#### [What is expected]
The entries below should be given again exactly, minus their pictures.

Top of Given data

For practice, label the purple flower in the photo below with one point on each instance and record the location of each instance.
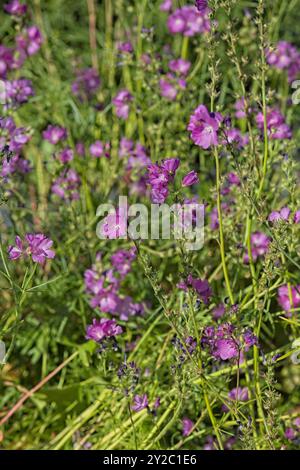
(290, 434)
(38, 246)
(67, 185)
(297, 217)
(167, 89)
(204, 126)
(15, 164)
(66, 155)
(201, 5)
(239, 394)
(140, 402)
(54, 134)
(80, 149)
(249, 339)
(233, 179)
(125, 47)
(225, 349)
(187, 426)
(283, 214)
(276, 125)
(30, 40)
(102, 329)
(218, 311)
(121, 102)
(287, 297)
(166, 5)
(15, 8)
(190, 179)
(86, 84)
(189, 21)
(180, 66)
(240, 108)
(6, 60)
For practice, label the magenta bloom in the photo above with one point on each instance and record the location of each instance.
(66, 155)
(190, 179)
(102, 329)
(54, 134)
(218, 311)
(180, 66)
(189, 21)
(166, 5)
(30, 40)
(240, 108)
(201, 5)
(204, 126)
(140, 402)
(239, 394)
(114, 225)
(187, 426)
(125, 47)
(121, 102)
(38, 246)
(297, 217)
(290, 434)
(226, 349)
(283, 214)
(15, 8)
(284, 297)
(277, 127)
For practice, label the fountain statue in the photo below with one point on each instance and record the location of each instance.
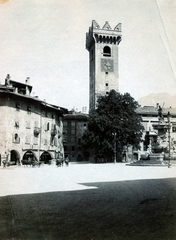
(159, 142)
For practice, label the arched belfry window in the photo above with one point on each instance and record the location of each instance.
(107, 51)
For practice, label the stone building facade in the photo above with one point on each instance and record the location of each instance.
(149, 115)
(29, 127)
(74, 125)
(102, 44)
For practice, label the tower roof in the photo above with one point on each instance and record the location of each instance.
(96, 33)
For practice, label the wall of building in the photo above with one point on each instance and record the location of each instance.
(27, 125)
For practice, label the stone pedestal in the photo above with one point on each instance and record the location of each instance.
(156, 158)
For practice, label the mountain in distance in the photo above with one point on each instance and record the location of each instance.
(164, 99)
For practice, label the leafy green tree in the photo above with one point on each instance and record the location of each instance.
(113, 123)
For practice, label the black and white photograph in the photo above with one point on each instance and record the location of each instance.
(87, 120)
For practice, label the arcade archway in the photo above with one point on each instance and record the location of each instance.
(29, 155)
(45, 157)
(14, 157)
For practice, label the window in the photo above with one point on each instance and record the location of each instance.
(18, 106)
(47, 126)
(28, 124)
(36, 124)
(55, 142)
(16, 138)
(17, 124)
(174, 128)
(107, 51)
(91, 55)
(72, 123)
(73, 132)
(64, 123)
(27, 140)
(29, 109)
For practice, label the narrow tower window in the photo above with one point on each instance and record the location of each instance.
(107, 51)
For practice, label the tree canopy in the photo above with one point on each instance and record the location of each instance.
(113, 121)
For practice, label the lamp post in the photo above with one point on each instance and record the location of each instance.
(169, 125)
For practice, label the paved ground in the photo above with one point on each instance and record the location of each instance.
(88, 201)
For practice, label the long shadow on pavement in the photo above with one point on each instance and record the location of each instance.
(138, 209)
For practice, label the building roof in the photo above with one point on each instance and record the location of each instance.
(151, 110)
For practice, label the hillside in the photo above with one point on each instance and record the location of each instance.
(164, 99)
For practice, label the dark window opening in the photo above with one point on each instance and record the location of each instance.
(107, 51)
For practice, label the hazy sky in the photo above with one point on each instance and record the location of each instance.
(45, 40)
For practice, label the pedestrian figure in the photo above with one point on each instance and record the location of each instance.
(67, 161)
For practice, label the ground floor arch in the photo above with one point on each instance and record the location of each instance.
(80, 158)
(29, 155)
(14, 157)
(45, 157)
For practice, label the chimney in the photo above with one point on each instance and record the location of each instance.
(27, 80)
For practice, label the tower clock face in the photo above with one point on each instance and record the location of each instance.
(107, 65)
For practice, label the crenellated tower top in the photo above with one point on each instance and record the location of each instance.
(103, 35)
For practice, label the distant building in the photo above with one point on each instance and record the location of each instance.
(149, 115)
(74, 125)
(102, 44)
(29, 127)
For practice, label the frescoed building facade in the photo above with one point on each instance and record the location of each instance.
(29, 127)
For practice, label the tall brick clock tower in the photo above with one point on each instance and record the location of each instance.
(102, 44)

Bottom of Given data

#### [Written answer]
For practice, label the purple flower in the photo below with one point on each instance and record the location of each instance.
(290, 434)
(38, 246)
(67, 185)
(297, 217)
(167, 89)
(204, 126)
(15, 164)
(66, 155)
(201, 5)
(239, 394)
(140, 402)
(54, 134)
(80, 149)
(249, 339)
(233, 179)
(125, 47)
(225, 349)
(187, 426)
(283, 214)
(276, 125)
(30, 40)
(102, 329)
(218, 311)
(121, 102)
(287, 297)
(166, 5)
(15, 8)
(190, 179)
(86, 84)
(189, 21)
(180, 66)
(240, 108)
(6, 60)
For practice, label the magenta bloom in the photo above with one point on each instance and record the location of each instance.
(66, 155)
(190, 179)
(102, 329)
(54, 134)
(218, 311)
(180, 66)
(189, 21)
(166, 5)
(30, 40)
(240, 108)
(201, 5)
(204, 126)
(140, 402)
(239, 394)
(114, 225)
(187, 426)
(125, 47)
(121, 102)
(38, 246)
(297, 217)
(290, 434)
(226, 349)
(283, 214)
(15, 8)
(284, 297)
(277, 127)
For practice, label the fountain statue in the photo below with one point on each instance and record the location of each instance.
(159, 142)
For practice, label the arched belfry window in the photo above with one point on each instance and record the location of each instance.
(107, 51)
For practice, label the stone building facade in the photo above with one point on each instance and record the location of each instance.
(149, 115)
(29, 127)
(74, 125)
(102, 44)
For practice, label the tower roof in the photo above with one point on each instance and record the location of each instance.
(96, 33)
For practice, label the wall of building in the photo above with one point on each instance and record the location of each instance.
(27, 125)
For practice, label the stone pedestal in the photo above with one point on each instance and record the location of each instance.
(156, 158)
For practice, label the mountain in distance in the photo above with one point on each instance and record the location of each instance.
(164, 99)
For practice, label the leafy green tree in the photo above with one point on each instance and record the location of each instance.
(113, 123)
For practice, label the black and white photograph in the photo above with one point on each instance and record the location of each instance.
(87, 120)
For practice, label the arcade archway in the photo above with one point on each instance and record the location of each instance.
(29, 155)
(45, 157)
(14, 157)
For practice, label the window in the photo above with one point on each instance and record the location of each instance.
(18, 106)
(47, 126)
(28, 124)
(36, 124)
(55, 142)
(16, 138)
(17, 124)
(174, 128)
(107, 51)
(91, 55)
(72, 123)
(73, 132)
(64, 123)
(27, 140)
(29, 109)
For practice, label the narrow tower window in the photo above with one point on each instance and record the location of each instance.
(107, 51)
For practice, label the tree canopy in the photo above with one point on each instance and record the location of each instance.
(113, 121)
For practice, label the lamp post in the photo above with one point on each instance and record the location of each instance.
(169, 125)
For practice, label the paved ground in the photo above with one point on each instance and record the location of each instance.
(88, 201)
For practice, label the long shadow on pavement in the photo above with one point on each instance and record the location of each instance.
(138, 209)
For practice, label the building roof in the photo above with one point on each instance and record the location of each instance.
(151, 110)
For practice, label the hillside in the photo above with one point on each instance and record the location of each instance.
(164, 99)
For practice, label the dark window opening in the photo above with one point on each instance and record the location of each instance.
(107, 51)
For practice, label the hazy sky in the photo above with one point on each instance and record the location of each instance.
(45, 40)
For practice, label the pedestrian figure in the photo above with one point on each instance and record the location of each instance.
(67, 161)
For practice, label the ground floor arch in the photo above with one point on each instance and record the location of each instance.
(80, 158)
(29, 155)
(14, 157)
(45, 157)
For practice, label the chimney in the photo above with one point on each instance and record the location of each instance.
(27, 80)
For practice, label the tower clock face in the photo above with one point on each instance and record the location of each instance.
(107, 65)
For practice, label the crenellated tower top in the photo above with one point on each instance and record the location of each instance.
(103, 35)
For practice, label the distant building in the photo above with one point on each instance and record the location of each instance.
(149, 115)
(74, 125)
(102, 44)
(29, 127)
For practice, label the frescoed building facade in the photo above with one point on each instance and record the location of each instance.
(29, 127)
For practice, label the tall brick clock tower in the photo above with one point on each instance and record the location of each instance.
(102, 44)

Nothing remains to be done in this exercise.